* START Page *

Note: before 2.6.35, oom_kill.c track amount of process virtual address space.
then changing get_arg_page() is enough. but on 2.6.36 or later, oom_kill.c track
amount of process rss. then we can't ignore swap in/out event. and changing
get_arg_page() is not enough. Or, Do you propse new OOM account 
mm->rss + nascent_mm->total_vm? this can be easily. but tricky more.

So, I think this is one of trade-off issue. If you have better patch rather
than me, I'm glad to accept your one and join to review it. However myself 
don't plan to take this approach.


Thanks.



--

From: Oleg Nesterov
Date: Tuesday, November 23, 2010 - 7:34 am

Stupid question.

Can't we just account these allocations in the old -mm temporary?

IOW. Please look at the "patch" below. It is of course incomplete
and wrong (to the point inc_mm_counter() is not safe without
SPLIT_RSS_COUNTING), and copy_strings/flush_old_exec are not the
best places to play with mm-counters, just to explain what I mean.

* END Page *

Problems:
[A] Please return the passage of the OOM thread from "Can't we just" up to and including "what I mean.", copied word for word.
[B] In the OOM thread, what does oom_kill.c track on 2.6.36 or later?

* START Rows *

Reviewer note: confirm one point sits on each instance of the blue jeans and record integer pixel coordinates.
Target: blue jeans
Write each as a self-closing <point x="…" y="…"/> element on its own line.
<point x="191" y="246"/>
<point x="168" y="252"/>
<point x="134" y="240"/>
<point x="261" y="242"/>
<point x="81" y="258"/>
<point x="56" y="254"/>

* END Rows *
* START Rows *

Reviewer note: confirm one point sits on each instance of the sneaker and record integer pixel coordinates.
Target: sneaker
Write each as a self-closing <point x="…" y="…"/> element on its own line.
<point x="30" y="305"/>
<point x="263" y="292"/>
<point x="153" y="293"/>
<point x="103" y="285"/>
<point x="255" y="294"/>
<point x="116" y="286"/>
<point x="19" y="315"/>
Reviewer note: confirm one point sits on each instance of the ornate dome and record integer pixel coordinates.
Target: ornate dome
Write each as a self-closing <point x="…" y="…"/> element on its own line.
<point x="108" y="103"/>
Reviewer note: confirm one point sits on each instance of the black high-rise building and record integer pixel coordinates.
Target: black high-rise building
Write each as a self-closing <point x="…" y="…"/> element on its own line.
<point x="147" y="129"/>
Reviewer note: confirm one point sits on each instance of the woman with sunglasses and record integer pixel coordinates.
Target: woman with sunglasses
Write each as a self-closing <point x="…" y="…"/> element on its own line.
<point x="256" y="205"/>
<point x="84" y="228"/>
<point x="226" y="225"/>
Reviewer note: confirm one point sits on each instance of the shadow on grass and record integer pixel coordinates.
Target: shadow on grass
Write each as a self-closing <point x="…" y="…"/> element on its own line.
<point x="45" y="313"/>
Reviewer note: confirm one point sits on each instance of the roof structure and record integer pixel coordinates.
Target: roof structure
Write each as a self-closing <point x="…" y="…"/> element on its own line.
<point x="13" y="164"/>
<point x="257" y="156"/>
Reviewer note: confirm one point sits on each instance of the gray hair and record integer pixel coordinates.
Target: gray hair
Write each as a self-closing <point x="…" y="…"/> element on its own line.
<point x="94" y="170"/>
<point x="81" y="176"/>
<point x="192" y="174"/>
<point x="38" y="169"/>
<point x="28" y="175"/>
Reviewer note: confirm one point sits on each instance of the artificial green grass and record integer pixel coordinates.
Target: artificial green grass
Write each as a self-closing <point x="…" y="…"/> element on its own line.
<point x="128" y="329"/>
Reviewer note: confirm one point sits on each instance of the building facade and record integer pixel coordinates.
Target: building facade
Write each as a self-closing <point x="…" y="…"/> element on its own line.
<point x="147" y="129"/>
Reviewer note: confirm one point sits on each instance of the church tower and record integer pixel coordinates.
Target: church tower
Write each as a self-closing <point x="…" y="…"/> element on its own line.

* END Rows *

Outputs for the tasks:
[A]
Can't we just account these allocations in the old -mm temporary?

IOW. Please look at the "patch" below. It is of course incomplete
and wrong (to the point inc_mm_counter() is not safe without
SPLIT_RSS_COUNTING), and copy_strings/flush_old_exec are not the
best places to play with mm-counters, just to explain what I mean.

[B] The amount of process rss.